### TASK DESCRIPTION
Count how many lines in the material below contain the string "leaf". Reply with the number only.

Dataset rows
···

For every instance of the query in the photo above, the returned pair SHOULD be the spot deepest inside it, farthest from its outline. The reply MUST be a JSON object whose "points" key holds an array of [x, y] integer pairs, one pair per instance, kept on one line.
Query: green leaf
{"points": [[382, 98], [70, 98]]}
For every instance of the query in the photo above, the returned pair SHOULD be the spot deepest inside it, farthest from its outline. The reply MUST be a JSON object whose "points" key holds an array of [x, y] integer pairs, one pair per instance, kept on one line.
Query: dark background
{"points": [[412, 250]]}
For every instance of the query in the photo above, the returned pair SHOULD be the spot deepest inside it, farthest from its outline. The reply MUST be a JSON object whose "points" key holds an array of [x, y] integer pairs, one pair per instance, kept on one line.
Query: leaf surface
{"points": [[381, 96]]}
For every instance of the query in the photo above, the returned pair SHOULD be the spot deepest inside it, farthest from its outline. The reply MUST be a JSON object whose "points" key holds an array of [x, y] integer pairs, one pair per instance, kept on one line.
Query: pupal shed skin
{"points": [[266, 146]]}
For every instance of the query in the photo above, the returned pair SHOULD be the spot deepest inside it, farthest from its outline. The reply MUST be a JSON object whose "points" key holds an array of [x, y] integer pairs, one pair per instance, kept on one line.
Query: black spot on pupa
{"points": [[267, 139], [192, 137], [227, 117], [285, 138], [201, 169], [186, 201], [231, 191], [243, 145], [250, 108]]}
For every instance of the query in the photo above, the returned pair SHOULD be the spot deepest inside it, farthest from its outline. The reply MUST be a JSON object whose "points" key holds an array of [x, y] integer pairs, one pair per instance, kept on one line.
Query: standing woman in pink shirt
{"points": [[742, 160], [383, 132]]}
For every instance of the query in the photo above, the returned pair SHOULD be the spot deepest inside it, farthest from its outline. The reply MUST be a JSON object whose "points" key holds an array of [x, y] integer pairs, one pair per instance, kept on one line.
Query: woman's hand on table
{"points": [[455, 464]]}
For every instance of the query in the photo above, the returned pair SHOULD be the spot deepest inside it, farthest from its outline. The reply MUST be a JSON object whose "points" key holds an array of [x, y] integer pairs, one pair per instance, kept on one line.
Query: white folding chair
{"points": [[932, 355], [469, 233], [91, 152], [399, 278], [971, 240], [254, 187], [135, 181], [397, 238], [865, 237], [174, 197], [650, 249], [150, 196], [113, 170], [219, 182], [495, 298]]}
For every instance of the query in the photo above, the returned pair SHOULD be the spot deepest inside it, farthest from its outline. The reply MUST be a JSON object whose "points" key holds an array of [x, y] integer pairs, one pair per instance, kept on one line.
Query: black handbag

···

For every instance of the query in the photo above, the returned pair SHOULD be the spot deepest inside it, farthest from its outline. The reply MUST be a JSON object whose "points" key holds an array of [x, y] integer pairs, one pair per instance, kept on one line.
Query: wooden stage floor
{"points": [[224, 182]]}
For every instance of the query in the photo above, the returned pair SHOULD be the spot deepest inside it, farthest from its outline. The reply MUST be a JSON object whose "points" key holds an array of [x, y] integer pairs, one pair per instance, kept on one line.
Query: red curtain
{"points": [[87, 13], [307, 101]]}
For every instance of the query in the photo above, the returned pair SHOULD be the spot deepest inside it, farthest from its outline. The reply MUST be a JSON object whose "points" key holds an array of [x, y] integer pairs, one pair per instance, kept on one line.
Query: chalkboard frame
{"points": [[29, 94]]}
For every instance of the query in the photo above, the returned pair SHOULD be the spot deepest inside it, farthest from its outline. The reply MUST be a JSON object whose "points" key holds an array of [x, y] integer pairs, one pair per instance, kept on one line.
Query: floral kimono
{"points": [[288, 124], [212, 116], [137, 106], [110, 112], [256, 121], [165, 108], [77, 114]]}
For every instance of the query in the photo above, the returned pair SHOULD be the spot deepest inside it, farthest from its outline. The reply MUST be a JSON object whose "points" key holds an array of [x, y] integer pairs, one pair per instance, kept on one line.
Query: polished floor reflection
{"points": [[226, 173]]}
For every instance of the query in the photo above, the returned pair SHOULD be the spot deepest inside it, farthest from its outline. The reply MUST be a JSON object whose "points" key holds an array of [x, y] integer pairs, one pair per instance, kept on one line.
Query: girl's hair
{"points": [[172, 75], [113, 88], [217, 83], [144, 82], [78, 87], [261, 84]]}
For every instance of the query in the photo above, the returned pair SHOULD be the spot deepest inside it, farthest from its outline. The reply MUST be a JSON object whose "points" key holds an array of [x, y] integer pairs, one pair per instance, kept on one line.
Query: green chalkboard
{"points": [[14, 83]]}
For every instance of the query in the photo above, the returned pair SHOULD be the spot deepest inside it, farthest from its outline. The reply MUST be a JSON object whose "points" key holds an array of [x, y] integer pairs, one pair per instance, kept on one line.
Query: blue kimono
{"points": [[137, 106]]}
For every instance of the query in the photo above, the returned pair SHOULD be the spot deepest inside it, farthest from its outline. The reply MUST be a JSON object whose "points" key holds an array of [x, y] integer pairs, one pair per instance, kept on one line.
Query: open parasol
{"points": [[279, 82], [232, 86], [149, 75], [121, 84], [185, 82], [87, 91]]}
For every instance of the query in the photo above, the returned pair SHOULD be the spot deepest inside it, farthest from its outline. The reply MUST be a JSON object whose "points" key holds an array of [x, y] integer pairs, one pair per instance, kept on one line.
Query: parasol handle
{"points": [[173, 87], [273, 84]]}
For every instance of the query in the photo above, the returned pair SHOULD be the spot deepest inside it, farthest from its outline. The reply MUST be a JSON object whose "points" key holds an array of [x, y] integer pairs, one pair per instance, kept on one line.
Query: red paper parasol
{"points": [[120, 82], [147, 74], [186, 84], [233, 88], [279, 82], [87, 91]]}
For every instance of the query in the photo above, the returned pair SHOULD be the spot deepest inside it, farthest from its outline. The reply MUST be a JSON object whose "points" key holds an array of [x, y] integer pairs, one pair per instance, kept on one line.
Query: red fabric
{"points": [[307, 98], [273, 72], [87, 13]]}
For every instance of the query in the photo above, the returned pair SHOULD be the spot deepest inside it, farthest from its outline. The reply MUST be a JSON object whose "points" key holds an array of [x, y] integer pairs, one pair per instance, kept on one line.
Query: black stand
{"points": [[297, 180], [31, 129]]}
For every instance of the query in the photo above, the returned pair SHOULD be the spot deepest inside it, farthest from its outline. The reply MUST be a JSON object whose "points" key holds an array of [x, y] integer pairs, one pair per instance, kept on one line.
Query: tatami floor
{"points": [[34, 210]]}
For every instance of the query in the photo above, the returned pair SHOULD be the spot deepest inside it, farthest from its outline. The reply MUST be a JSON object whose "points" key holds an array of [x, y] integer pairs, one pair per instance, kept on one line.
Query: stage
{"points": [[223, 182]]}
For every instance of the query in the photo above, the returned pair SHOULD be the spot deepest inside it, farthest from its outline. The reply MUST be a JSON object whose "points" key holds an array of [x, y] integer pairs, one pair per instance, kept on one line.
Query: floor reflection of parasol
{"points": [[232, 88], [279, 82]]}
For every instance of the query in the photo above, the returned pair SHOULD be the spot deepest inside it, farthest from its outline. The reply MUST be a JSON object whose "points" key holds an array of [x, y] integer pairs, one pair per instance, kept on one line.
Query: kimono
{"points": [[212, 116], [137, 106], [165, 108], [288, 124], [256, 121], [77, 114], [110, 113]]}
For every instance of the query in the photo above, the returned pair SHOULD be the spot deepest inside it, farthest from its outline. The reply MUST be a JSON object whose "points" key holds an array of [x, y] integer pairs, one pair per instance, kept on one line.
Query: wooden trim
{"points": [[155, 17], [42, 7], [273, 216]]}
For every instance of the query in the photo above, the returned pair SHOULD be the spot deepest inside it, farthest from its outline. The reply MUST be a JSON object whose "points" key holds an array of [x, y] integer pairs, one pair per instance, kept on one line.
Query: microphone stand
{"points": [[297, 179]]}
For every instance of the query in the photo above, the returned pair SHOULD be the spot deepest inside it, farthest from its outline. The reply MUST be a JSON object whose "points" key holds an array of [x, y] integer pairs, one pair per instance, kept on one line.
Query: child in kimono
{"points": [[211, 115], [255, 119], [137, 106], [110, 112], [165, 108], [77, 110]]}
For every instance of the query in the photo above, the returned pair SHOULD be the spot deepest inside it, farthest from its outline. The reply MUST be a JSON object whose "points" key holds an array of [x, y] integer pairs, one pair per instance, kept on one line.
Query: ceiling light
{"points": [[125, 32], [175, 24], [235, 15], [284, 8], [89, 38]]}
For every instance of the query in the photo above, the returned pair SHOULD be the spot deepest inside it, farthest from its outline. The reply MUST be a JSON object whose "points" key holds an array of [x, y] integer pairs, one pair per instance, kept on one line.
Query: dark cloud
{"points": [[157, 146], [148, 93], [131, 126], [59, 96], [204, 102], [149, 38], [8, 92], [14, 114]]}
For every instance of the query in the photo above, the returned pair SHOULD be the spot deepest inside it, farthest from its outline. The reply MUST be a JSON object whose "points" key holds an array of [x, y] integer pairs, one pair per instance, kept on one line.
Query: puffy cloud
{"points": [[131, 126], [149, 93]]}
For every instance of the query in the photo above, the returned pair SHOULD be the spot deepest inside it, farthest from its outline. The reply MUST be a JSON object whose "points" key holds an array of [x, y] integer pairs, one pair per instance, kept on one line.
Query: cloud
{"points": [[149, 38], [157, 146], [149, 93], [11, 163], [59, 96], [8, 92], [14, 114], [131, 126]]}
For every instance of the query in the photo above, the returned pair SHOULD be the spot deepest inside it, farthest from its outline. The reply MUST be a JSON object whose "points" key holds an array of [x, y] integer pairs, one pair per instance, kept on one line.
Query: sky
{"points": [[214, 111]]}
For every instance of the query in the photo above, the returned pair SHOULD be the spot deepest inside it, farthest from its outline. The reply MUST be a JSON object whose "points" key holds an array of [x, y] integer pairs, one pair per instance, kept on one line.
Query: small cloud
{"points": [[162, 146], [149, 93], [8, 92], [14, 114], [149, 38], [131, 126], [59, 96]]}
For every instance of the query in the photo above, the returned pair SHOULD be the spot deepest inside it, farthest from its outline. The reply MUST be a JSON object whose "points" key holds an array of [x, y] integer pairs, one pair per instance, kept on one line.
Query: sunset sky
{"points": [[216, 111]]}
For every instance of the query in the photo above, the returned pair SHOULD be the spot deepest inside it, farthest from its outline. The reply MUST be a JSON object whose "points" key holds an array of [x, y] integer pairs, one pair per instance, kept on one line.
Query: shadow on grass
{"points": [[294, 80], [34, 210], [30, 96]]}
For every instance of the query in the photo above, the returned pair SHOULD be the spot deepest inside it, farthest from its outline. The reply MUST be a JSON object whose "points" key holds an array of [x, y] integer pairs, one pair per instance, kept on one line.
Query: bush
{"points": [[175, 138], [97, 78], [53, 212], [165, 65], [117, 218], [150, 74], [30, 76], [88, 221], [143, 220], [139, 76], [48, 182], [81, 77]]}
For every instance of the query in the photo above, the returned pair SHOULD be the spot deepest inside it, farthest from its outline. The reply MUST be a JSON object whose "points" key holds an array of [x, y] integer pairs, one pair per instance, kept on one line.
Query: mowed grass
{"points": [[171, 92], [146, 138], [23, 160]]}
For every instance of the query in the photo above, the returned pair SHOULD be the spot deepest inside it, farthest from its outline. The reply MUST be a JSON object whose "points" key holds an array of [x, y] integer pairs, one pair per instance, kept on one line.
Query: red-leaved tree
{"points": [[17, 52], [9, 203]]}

···

### SOLUTION TO THIS EXERCISE
2